__RECORDS SHOWN__:
++++++++++

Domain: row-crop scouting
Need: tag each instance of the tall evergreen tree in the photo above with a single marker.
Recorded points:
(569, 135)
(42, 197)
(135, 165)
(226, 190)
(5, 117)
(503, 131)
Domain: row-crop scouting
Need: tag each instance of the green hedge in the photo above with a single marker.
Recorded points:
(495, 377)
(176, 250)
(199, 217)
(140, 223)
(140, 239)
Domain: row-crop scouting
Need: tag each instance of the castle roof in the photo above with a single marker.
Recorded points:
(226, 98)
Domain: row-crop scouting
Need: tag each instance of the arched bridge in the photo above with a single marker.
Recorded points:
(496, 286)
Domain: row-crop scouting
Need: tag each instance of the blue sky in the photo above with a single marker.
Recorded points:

++++++++++

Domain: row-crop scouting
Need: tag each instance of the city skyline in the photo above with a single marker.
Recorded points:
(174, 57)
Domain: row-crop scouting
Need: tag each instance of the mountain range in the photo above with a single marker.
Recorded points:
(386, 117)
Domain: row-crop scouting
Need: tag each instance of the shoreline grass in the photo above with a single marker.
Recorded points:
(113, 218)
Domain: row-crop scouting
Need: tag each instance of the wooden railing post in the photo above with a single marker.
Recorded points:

++++++++++

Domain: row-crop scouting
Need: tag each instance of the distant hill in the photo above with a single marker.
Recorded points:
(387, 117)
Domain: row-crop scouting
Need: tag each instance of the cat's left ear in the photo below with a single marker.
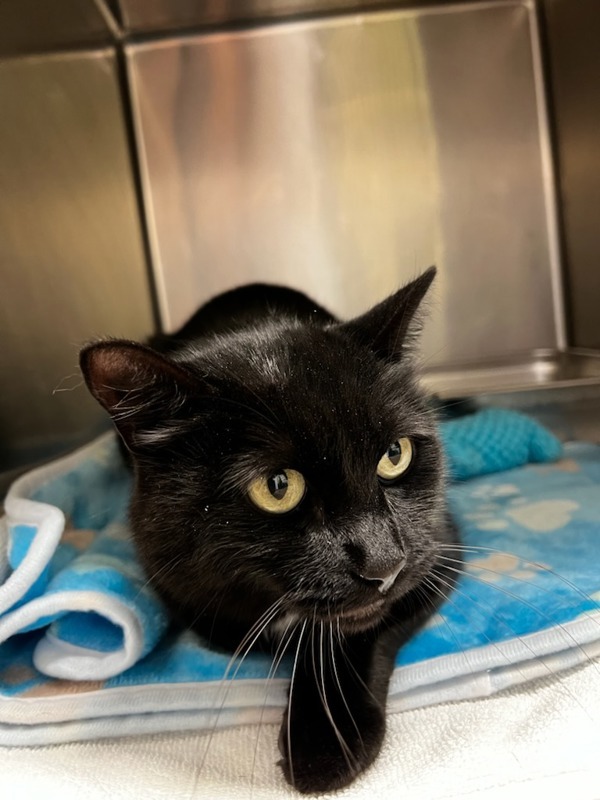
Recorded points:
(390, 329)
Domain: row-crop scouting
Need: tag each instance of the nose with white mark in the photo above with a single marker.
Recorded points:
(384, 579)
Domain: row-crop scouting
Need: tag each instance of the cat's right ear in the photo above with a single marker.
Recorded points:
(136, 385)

++++++++++

__BRIEF__: Out of the entries, pull every line that mentions "above".

__RESULT OF THIS EXERCISE__:
Need: tag each instance of the tall evergreen tree in the photo above with a single marker.
Need: tag each instance of the green hedge in the photo above with a single marker.
Need: tag each instance of the castle roof in the photo above with a single marker.
Need: tag each instance of the arched bridge in the photo above with a single marker.
Need: tag each instance of the blue sky in the photo above with a single marker.
Need: tag each instance of the city skyline in the photo above with a single marker.
Need: tag each instance of the mountain range in the photo above with a single marker.
Need: tag each instance of the shoreline grass in the photo above with a single marker.
Need: tag each instance of the wooden railing post in the photo above with a single marker.
Need: tag each instance of the distant hill in the photo above with a single marker.
Need: tag each instance of the nose with white mark in the photo above with a single marker.
Need: tag each instance of the cat's right ear in the photo above with a single marker.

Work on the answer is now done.